Set task →
Copy the article on linear regression word for word, between "The next technique" and "form a curve.", inclusive.

Selected passage →
June 2004Trading Tip:
Linear Regression Explained by Howard Arrington
A Linear Regression (LR) line is a trend line that is drawn
mathematically so that is represents the 'best fit' for the data
points it passes through. The formulas use the least squares
method to determine the line's placement. This minimizes the
distances between the data points and the trend line.
The algebraic expression for a straight line
is: y = b * x +
a where b is the
slope of the line and a is the
y-intercept. The linear regression formula calculate
both the b and the a values.
This chart shows a linear regression trend line in
its 'best fit' position.
One technique is to draw equally spaced channel lines
at a distance based on Standard Deviation. The Linear
Regression draw tool in Ensign Windows has a multiplier parameter
for the Standard Deviation offset. The following example shows
red channels lines drawn at 2 times the Standard
Deviation. Prices that stay outside of the regression
channel indicate a change in trend.
The next technique that is based on Linear Regression
trend lines, is to calculate a Linear Regression line for every set
of n bars, and determine the price where the
trend line intercepts the last bar in each data set. Thus, one
data point is determined for each bar in the chart, and these data
points are then connected to create a Linear Regression curve, quite
like a moving average. The next chart illustrates
several LR lines that each span a set of 5 bars. The price
where the LR line intercepts the last bar in each set of 5 bars is
marked with a dot. These intercept points are then connected
by the red line to form a curve.
The study in Ensign Windows which is based on the
above technique is called Regression Channel. The center line
is calculated as illustrated in the prior example. Then bands
are added whose distance from the regression center line is based on
Standard Deviation.
The last technique discussed in this article is to
plot the Slope of each Linear Regression trend line that is
calculated for each set of n bars. In
our earlier example with several LR lines, each LR line has a
slope. Some have positive slopes wherein the lines are
ascending. Some have negative slopes wherein the lines
are descending. A change in the slope can be an early
indication that the trend is changing direction.
This example shows the Regression Channel, with the
Linear Regression Slope study plotted in green.
The Linear Regression Slope (LRS) is a plot of
the b values calculated for each set
of n bars. In the last 3
illustrations, n had a value of 5. This
small set size makes for a choppy channel and a choppy LRS.
The lead article in this newsletter is a better example of how the
LRS will look on a chart, and the set size parameter will be more
useable when in the neighborhood of 10.
Ensign Windows users who would like to investigate the
Linear Regression Slope study would select the Regression Channel
from the study list, and check the Plot Slope (LRS) check box on the
study property form. The LRS will be plotted instead of
the Regression Channel. Upper and Lower bands may be
added to the plot.

Items from a data source
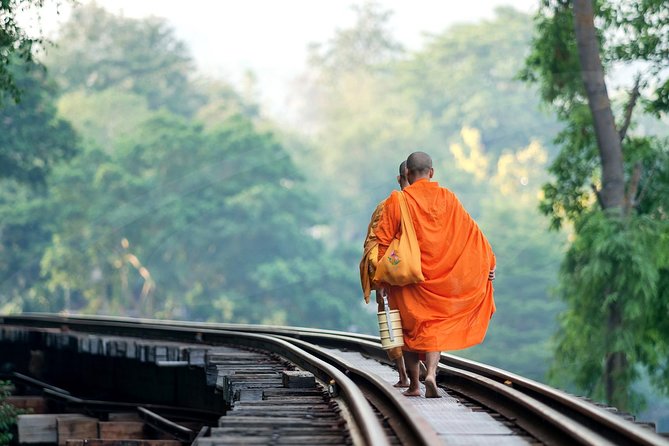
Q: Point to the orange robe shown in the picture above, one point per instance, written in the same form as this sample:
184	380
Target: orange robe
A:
370	254
451	309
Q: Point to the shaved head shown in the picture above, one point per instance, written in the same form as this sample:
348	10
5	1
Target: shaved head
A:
419	164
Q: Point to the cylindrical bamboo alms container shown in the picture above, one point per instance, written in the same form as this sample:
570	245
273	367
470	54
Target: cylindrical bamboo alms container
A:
384	332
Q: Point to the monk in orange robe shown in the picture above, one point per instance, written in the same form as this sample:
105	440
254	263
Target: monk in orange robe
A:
368	268
451	309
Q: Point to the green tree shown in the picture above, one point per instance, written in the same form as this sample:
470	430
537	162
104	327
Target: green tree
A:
97	51
611	184
32	137
183	222
8	414
456	98
15	44
33	141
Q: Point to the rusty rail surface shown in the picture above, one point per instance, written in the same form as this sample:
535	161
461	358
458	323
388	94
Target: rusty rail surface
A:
552	416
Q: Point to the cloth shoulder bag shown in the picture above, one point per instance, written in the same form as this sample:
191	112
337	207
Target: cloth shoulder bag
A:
400	264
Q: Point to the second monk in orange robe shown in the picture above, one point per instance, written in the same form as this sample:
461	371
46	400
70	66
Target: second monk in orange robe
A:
451	309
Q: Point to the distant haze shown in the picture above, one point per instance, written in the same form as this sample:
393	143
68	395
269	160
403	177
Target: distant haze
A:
270	38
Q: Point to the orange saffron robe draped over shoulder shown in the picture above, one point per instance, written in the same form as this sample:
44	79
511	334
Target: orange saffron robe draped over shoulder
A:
370	254
452	308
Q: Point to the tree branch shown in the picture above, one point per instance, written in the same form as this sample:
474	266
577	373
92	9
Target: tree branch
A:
597	195
630	196
629	108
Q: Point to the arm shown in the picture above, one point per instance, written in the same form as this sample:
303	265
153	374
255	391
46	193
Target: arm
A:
389	224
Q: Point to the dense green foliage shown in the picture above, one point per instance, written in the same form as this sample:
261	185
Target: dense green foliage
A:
615	273
457	99
169	195
192	212
15	44
8	414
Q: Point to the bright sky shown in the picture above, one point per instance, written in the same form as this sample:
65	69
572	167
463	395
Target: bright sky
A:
270	37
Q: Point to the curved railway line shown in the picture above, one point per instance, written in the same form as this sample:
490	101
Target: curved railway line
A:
349	400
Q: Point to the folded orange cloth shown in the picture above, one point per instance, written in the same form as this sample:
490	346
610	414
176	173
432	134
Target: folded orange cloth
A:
452	308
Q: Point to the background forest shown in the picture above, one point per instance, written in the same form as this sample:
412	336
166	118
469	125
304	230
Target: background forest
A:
132	184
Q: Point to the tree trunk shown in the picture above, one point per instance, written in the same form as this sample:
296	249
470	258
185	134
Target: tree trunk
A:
612	194
608	139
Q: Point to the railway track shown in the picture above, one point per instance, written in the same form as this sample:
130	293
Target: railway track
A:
481	404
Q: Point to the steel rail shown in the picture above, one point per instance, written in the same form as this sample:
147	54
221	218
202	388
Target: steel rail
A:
414	428
576	410
363	414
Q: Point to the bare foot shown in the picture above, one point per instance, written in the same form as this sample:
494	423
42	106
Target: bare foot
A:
411	392
422	371
431	390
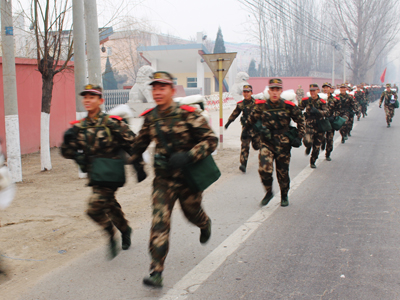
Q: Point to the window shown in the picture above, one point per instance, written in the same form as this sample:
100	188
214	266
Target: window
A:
192	82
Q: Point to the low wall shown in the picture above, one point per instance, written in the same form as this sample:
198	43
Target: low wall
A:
259	83
29	93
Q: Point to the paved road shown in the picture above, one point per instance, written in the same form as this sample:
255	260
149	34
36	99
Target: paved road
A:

Result below →
The next technique that is based on Linear Regression
trend lines, is to calculate a Linear Regression line for every set
of n bars, and determine the price where the
trend line intercepts the last bar in each data set. Thus, one
data point is determined for each bar in the chart, and these data
points are then connected to create a Linear Regression curve, quite
like a moving average. The next chart illustrates
several LR lines that each span a set of 5 bars. The price
where the LR line intercepts the last bar in each set of 5 bars is
marked with a dot. These intercept points are then connected
by the red line to form a curve.